DOCUMENT EXCERPT:
::::::::::
I have an old laptop with 16GB RAM, 1 TB nvme SSD and an Intel i5-6300U processor that has 2 cores\4-threads, a base clock of 2.4Ghz and automatically boosts to around 2.9Ghz. This laptop is from 2018 so its fairly new still. I can playback any kind of 4k H.264/H.265 video using K-Lite codec pack and it barely uses around 6-11% of the CPU depending on the clip. My question is why can’t Shotcut utilize the K-Lite codec pack and media player classic for 4k video playback during editing so that its not choppy frame by frame editing? Can Shotcut allow users to use a different media player during editing if that’s easier?
Yes I know H.264/265/av1 is designed for compression and playback not editing. I’ve read all the forum complaints on 4k editing on Shotcut, Da Vinci Resolve, Premiere, etc. Can’t the developers of Shotcut and the developers of K-Lite codec pack get together and make a baby so that I can edit 4k H.264/265/av1 videos properly? It can’t be really that hard can it and I can’t be the first one to think of this?
I want to avoid proxy files, transcoding, etc which eats up more time. For some reason using proxy files downgrading to 360p resolution is still choppy. I can’t transcode to DNxHD or some other less compressed format. It says failed.
For reference www.codecguide.com select the mega pack instead of the standard.
I am using both the preview scaling and proxy files but its still choppy. Encoding is fine as the CPU has Intel Quicksync. Just the editing just choppy. no filters or any effects applied yet. Just combining clips together into a bigger clip and trying to chop bits I don’t want included.
Yes no improvements. After stringing multiple clips together they are 7-35 mins long but performance is the same aka terrible regardless of clip length.
More info:
These clips are native DJI Osmo Pocket clips with 3840x2160, 8-bit,100Mbps data bandwidth, compressed in the H.264 format which the Osmo pocket does in real time.
The answer is: “Because no one has volunteered to do that work.”. Also, it would not be trivial because the Shotcut software architecture is designed to depend on the FFmpeg API.
Have you tried different display modes in Shotcut? If you search the forum for “choppy” and “lag”, you can find many ways to improve the playback performance (as @DRM has been prompting as well).
Our volunteer developers have a rough roadmap for continually improving playback performance over time. One thing we are looking into is higher utilization of GPU resources for effects. But this will be a long road because there are way more feature requests than volunteers.
Thank you for the reply and I am grateful for this tool that you have provided. I am no developer so I don’t know the difficulties of combining those two open-source products. Early versions of K-Lite also used FFMPEG and probably still includes it.
::::::::::
RECORDED DATA:
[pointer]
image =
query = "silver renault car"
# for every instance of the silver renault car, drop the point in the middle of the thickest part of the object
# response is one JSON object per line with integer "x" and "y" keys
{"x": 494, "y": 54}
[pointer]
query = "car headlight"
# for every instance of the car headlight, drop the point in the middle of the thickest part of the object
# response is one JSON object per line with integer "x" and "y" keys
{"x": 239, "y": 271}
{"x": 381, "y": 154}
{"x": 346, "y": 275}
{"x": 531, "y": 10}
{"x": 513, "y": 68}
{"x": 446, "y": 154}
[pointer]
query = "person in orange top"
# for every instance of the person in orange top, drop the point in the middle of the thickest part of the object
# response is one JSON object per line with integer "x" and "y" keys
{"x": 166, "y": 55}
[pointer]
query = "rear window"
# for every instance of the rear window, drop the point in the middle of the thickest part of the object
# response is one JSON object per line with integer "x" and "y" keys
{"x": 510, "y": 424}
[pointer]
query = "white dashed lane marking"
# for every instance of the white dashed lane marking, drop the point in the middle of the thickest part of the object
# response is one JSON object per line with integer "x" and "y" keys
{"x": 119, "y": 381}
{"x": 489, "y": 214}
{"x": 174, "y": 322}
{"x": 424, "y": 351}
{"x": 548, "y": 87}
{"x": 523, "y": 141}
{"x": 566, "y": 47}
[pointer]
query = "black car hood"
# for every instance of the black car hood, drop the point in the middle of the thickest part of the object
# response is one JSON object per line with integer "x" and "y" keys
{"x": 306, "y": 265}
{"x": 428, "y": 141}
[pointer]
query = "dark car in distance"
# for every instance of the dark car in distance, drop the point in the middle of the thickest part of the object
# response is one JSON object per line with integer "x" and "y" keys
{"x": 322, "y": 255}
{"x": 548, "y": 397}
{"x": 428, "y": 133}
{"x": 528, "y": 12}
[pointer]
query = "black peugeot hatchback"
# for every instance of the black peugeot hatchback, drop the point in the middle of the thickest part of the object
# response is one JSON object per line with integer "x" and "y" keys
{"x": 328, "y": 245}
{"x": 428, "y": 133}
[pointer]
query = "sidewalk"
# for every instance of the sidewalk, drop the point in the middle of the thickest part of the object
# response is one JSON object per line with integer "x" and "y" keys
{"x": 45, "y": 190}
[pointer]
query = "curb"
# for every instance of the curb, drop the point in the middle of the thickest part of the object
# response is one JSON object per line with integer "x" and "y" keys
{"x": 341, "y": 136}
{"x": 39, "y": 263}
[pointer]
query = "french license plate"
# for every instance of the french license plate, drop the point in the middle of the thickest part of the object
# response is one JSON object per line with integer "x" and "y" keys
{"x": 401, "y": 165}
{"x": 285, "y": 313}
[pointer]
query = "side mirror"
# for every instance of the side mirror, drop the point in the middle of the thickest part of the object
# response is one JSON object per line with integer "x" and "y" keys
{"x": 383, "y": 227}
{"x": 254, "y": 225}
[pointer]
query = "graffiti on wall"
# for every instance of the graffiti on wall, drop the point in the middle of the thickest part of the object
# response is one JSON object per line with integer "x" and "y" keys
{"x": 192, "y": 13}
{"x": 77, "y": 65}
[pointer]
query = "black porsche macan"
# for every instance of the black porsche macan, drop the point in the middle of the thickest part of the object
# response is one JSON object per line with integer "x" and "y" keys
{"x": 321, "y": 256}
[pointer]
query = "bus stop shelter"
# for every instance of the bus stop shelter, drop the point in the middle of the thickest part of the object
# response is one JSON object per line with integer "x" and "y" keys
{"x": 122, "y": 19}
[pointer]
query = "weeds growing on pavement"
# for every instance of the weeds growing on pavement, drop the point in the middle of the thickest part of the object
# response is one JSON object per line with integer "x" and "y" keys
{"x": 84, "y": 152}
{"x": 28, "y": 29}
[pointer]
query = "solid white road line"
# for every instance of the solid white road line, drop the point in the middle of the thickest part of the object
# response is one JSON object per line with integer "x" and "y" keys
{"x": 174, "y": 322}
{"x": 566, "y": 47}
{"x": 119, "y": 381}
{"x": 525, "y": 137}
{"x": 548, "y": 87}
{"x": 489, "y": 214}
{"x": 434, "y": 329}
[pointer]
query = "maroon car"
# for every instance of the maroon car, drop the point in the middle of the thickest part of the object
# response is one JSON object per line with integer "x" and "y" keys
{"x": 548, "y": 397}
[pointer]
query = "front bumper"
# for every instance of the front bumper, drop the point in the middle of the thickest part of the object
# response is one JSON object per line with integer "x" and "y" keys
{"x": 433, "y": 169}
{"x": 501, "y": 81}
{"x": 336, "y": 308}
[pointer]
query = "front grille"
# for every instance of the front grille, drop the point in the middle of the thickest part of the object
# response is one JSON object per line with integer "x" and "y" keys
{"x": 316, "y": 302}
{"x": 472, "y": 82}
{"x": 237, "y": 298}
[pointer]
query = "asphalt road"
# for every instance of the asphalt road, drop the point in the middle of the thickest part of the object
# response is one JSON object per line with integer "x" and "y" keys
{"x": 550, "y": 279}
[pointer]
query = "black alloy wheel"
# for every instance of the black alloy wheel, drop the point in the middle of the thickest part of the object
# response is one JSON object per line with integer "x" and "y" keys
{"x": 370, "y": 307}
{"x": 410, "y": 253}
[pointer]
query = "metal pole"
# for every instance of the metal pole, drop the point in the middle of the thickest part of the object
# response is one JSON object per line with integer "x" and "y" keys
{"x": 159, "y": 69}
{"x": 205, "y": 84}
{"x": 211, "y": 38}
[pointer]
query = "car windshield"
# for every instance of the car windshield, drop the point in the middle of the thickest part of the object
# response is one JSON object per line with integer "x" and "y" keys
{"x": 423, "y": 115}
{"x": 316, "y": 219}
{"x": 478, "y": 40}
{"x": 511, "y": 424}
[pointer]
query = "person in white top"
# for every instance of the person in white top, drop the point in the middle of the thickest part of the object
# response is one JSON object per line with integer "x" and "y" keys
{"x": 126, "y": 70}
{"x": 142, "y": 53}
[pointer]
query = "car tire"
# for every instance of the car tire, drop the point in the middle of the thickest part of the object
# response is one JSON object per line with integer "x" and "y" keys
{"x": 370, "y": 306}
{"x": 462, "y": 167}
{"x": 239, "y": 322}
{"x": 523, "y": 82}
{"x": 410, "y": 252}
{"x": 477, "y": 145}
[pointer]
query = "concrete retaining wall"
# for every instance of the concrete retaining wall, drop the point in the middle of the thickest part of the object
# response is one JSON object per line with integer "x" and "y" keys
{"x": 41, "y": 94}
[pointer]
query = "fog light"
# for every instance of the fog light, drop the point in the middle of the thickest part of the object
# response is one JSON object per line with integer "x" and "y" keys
::::::::::
TASKS TO COMPLETE:
#1 In the forum thread on Shotcut playback, what resolution and bitrate do the DJI Osmo Pocket clips have?
#2 Reproduce the stretch of the Shotcut playback thread from "For reference www.codecguide.com" through "the FFmpeg API.".
#3 Extend the forum thread on Shotcut playback, starting right after its final post.

EXERCISE ANSWERS:
#1 The clips are 3840x2160 at 100Mbps.

#2
For reference www.codecguide.com select the mega pack instead of the standard.
I am using both the preview scaling and proxy files but its still choppy. Encoding is fine as the CPU has Intel Quicksync. Just the editing just choppy. no filters or any effects applied yet. Just combining clips together into a bigger clip and trying to chop bits I don’t want included.
Yes no improvements. After stringing multiple clips together they are 7-35 mins long but performance is the same aka terrible regardless of clip length.
More info:
These clips are native DJI Osmo Pocket clips with 3840x2160, 8-bit,100Mbps data bandwidth, compressed in the H.264 format which the Osmo pocket does in real time.
The answer is: “Because no one has volunteered to do that work.”. Also, it would not be trivial because the Shotcut software architecture is designed to depend on the FFmpeg API.

#3
I have scoured the forums and google for performance playback improvement tricks to no avail. Going to try an diagnose why I can’t trancode to a less-compressed format shortly.
This is the clip first imported into Shotcut. No filters, effects added. No modifications whatsoever and playback is choppy. Output on exporting file is set to H264_QSV. UHD +MP4 container + AAC audio.
Search for any traces of Shotcut in registry and deleted
Restart Laptop
Re-downloaded + Re-intsalled Shotcut
Set Proxy On + Preview scaling to 360p
Shotcut starts transcoding clip to H264 360p
Restart Shotcut because it warns you to after turning on proxy
Proxy preview clip now plays smoothly
Can’t avoid a bit of wasted time transcoding but this is it or a get a new laptop.
YAY! I can wait to buy that 128GB RAM, 128-core/256-thread AMD Mobile Ryzen 5900H CPU + Nvidia RTX 3090 video chip laptop.
Shotcut is the best editor ever now. I’d say Shotcut is better than Resolve for beginners and lite-users as it incorporates hardware encoding at no cost. The free version of Resolve only has software encoding. You have to pony up $300 to get Resolve Studio that gives you hardware encoding and additional collaboration ability.
So if all other feature requests were put on the backburner to instead focus everything on developing GPU utilization, theoretically how long would it take to get done?
Dan and I hope to start exploring GPU options by the end of this year. I would guess that it will be a year before it is usable for many tasks. It’s all just a guess, though.
When you start adding tracks & effects, no doubt things will get choppy again. Whenever that starts to get out of hand I’ll mix some tracks down into a single (or a very few) tracks, if possible. That effectively bakes in any effects and flattens multiple tracks into one. Then the processing resources are freed back up.